**Page text**.
Distributed cooperative learning algorithms using wavelet neural network

Abstract

This paper investigates the distributed cooperative learning (DCL) problems over networks, where each node only has access to its own data generated by the unknown pattern (map or function) uniformly, and all nodes cooperatively learn the pattern by exchanging local information with their neighboring nodes. These problems cannot be solved by using traditional centralized algorithms. To solve these problems, two novel DCL algorithms using wavelet neural networks are proposed, including continuous-time DCL (CT-DCL) algorithm and discrete-time DCL (DT-DCL) algorithm. Combining the characteristics of neural networks with the properties of the wavelet approximation, the wavelet series are used to approximate the unknown pattern. The DCL algorithms are used to train the optimal weight coefficient matrix of wavelet series. Moreover, the convergence of the proposed algorithms is guaranteed by using the Lyapunov method. Compared with existing distributed optimization strategies such as distributed average consensus (DAC) and alternating direction method of multipliers (ADMM), our DT-DCL algorithm requires less information communications and training time than ADMM strategy. In addition, it achieves higher accuracy than DAC strategy when the network consists of large amounts of nodes. Moreover, the proposed CT-DCL algorithm using a proper step size is more accurate than the DT-DCL algorithm if the training time is not considered. Several illustrative examples are presented to show the efficiencies and advantages of the proposed algorithms.

**Exercises to complete**.
(1) Which abbreviations does the abstract introduce, and what does each stand for?
(2) According to the abstract, what method guarantees the convergence of the proposed algorithms?

**Record extracts**.
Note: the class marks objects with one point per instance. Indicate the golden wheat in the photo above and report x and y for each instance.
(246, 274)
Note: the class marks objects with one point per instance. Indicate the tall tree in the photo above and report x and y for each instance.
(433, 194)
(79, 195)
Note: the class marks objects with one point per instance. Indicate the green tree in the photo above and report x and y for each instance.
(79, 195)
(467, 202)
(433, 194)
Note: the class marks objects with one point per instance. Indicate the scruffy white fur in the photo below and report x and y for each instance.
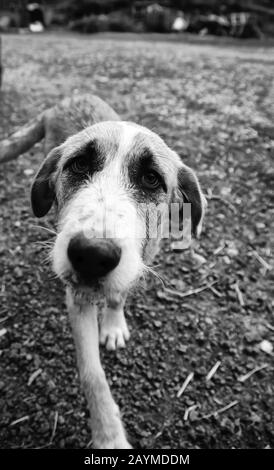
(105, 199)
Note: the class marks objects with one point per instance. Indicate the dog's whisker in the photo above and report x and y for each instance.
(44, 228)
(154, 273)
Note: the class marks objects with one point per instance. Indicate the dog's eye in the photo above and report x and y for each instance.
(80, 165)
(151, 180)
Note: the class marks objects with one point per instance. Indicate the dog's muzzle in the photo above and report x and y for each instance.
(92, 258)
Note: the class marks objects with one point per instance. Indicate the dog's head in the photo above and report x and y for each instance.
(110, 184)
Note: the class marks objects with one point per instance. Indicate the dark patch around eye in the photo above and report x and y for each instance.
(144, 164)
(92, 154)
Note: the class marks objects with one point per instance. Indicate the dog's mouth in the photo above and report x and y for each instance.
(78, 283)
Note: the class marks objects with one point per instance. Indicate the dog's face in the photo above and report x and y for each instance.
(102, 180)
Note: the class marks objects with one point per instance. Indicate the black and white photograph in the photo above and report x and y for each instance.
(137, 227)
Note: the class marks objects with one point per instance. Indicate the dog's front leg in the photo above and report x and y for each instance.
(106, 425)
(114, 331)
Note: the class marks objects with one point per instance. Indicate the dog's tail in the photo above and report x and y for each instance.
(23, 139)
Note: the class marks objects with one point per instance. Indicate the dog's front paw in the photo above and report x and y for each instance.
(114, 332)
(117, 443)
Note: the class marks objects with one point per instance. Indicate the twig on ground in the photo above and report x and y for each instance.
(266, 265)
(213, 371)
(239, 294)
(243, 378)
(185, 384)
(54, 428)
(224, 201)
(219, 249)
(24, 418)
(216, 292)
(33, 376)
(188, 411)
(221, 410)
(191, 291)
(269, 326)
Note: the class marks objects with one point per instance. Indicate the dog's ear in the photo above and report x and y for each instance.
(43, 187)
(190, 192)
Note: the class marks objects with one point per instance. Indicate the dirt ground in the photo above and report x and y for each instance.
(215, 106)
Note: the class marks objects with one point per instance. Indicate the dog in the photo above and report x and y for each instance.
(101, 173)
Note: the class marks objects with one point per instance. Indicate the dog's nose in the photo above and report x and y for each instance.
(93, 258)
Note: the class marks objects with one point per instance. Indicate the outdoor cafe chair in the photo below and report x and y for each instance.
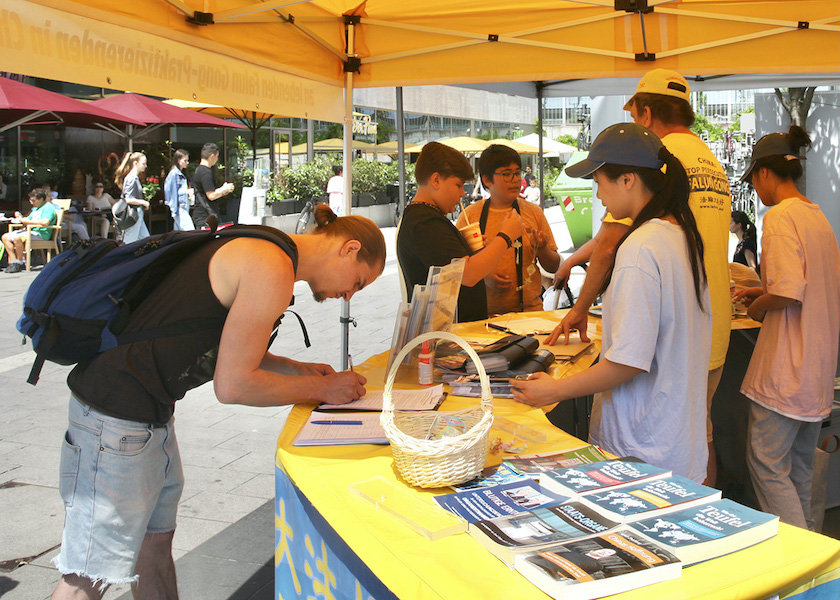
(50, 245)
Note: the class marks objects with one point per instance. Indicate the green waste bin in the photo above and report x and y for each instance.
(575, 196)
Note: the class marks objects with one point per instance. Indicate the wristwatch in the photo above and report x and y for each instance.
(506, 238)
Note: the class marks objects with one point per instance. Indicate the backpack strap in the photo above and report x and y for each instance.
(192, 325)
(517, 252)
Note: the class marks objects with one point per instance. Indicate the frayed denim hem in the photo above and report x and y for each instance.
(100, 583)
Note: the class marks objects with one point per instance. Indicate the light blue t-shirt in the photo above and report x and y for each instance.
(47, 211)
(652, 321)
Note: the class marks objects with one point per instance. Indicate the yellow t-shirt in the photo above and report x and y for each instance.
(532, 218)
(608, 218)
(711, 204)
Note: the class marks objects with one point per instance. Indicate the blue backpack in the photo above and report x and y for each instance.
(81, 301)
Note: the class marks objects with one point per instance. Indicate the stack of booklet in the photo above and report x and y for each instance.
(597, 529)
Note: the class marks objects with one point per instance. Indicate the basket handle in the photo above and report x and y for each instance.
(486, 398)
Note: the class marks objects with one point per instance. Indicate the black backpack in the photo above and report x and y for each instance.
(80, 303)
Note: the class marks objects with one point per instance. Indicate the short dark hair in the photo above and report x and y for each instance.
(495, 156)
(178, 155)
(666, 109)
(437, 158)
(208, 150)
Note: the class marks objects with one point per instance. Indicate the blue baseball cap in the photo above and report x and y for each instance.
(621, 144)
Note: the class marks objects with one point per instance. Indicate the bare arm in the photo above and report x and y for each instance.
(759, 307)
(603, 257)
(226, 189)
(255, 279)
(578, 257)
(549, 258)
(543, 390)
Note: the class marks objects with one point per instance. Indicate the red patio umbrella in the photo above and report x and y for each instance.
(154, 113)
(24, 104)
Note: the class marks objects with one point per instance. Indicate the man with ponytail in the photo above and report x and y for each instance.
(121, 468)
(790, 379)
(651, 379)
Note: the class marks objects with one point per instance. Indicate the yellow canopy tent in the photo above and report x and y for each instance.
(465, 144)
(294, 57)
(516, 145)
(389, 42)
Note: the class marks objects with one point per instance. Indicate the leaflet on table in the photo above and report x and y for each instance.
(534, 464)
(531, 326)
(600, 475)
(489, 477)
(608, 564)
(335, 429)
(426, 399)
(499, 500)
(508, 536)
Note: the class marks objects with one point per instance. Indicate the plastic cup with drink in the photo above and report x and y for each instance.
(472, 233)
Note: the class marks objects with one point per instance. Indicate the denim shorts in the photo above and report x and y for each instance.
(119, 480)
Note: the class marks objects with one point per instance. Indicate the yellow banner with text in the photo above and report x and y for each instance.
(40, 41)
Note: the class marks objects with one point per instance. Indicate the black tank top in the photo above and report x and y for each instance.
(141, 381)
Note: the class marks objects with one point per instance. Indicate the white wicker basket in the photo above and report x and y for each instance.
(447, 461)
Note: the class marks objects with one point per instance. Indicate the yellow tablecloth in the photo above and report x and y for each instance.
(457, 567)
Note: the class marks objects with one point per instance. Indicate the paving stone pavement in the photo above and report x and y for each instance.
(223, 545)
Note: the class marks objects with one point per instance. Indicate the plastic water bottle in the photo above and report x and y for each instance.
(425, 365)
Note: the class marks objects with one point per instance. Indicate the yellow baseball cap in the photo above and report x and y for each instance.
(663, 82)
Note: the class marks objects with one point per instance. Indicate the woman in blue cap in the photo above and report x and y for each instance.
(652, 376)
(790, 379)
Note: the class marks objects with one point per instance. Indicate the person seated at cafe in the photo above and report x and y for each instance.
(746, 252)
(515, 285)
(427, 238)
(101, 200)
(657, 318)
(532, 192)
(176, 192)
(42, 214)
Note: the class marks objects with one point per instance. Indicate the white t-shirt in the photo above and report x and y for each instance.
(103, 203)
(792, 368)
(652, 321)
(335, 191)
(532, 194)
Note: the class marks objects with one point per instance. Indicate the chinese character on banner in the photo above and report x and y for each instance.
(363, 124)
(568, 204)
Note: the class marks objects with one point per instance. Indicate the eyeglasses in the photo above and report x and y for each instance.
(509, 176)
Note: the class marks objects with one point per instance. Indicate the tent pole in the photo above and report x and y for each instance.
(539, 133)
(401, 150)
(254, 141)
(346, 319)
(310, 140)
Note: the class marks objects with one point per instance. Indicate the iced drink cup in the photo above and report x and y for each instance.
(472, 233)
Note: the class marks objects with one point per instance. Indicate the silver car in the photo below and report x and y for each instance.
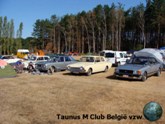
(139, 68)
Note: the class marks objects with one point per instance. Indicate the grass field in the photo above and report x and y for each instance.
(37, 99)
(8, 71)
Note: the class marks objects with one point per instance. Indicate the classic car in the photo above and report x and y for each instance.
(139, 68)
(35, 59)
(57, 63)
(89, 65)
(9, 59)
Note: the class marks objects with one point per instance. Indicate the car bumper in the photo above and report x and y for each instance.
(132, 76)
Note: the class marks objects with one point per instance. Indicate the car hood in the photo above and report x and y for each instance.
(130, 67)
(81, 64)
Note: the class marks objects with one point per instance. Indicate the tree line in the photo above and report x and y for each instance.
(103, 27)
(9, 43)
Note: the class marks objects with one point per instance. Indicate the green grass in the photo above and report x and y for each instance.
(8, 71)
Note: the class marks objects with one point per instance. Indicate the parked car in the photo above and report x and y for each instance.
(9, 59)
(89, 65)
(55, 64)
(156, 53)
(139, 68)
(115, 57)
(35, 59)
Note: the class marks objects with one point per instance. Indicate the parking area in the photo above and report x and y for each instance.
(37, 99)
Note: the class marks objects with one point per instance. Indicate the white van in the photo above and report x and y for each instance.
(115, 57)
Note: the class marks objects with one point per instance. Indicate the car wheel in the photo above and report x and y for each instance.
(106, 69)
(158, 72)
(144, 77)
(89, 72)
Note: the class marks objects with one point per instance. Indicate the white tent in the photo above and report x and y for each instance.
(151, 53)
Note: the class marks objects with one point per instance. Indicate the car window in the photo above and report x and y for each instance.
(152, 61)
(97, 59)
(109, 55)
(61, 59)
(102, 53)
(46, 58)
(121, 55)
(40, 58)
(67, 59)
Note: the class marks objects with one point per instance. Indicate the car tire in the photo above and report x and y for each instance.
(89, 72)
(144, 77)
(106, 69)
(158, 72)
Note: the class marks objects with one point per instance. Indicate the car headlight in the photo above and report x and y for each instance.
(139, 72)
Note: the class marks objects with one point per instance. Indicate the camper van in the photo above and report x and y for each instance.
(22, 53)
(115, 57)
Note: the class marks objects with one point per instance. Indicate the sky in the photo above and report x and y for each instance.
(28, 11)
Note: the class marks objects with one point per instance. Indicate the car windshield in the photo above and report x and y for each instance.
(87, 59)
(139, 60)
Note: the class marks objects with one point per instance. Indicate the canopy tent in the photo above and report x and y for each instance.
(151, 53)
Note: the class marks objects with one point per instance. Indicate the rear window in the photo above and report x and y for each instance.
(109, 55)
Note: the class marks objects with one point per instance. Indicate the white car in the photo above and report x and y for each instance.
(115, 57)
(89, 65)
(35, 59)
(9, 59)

...

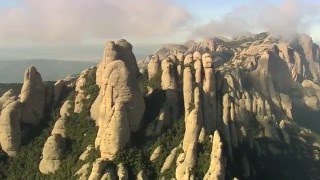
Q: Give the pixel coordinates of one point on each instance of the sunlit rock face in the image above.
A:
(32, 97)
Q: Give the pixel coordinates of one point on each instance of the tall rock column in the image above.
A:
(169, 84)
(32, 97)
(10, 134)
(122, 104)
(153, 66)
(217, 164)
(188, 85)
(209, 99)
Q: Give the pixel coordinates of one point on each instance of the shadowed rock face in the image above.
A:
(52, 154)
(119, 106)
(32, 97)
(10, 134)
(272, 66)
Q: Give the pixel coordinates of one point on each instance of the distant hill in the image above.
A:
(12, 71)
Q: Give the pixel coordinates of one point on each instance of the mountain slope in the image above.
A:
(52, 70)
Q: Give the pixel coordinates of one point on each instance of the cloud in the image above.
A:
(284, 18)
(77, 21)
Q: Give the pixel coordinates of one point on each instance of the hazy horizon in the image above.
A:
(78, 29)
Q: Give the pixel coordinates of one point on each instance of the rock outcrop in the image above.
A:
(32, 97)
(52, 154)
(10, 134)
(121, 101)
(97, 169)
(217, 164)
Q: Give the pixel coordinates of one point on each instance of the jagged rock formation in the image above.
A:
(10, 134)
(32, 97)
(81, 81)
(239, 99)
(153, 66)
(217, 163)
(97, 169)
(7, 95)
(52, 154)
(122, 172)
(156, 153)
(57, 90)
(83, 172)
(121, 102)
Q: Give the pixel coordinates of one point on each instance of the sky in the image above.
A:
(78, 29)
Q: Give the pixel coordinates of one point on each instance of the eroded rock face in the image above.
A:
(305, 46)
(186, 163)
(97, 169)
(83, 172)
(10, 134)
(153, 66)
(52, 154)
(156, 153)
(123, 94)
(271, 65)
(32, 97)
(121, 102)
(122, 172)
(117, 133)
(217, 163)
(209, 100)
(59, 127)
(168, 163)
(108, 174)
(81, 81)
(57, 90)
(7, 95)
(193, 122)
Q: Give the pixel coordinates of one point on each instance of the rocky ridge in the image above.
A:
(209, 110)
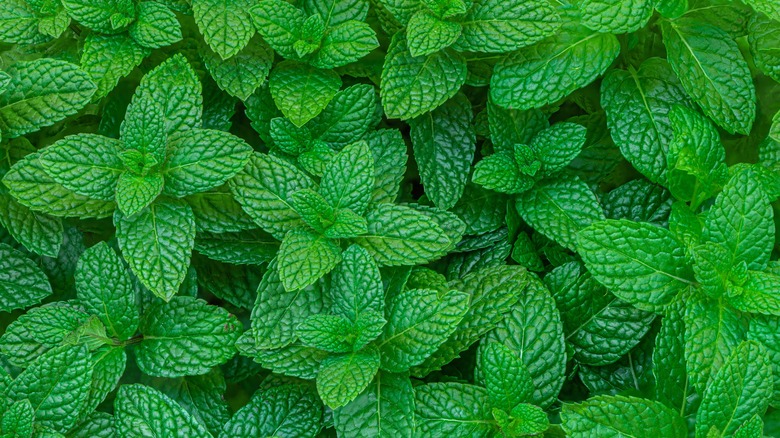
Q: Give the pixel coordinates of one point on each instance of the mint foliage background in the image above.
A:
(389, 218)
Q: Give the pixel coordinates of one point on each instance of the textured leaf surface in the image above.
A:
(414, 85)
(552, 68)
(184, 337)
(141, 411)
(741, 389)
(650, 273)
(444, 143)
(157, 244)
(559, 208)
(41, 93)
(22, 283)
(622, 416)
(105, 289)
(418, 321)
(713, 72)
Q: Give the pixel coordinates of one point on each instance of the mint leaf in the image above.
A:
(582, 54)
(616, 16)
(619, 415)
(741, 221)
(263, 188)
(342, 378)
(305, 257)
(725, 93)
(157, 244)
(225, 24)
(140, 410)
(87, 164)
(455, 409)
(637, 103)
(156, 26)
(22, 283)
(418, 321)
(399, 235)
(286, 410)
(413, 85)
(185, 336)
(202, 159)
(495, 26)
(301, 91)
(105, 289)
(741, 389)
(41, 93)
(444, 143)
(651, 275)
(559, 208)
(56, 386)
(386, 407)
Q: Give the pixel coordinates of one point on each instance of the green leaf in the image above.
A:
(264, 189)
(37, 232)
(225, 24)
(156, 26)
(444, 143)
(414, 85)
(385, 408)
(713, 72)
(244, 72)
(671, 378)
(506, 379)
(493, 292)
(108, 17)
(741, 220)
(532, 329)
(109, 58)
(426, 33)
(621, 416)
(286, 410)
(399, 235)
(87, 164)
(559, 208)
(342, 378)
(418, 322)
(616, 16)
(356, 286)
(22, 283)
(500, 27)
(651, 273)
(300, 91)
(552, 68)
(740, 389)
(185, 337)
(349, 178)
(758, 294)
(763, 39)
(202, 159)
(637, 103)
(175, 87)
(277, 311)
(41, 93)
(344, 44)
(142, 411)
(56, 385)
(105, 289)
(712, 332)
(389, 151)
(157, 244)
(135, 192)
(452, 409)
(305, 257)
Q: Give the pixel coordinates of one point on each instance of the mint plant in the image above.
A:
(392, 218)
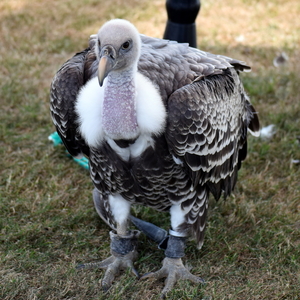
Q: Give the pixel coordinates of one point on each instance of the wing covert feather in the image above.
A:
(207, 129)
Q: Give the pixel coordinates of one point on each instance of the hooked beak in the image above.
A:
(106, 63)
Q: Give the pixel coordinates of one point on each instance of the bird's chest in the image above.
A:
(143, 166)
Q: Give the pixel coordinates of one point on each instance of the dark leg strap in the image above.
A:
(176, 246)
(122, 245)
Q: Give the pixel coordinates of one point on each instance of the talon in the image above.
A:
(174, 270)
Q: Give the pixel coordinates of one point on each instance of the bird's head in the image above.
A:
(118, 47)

**List of solutions**.
(1)
DCL: distributed cooperative learning
CT-DCL: continuous-time distributed cooperative learning
DT-DCL: discrete-time distributed cooperative learning
DAC: distributed average consensus
ADMM: alternating direction method of multipliers

(2) The Lyapunov method.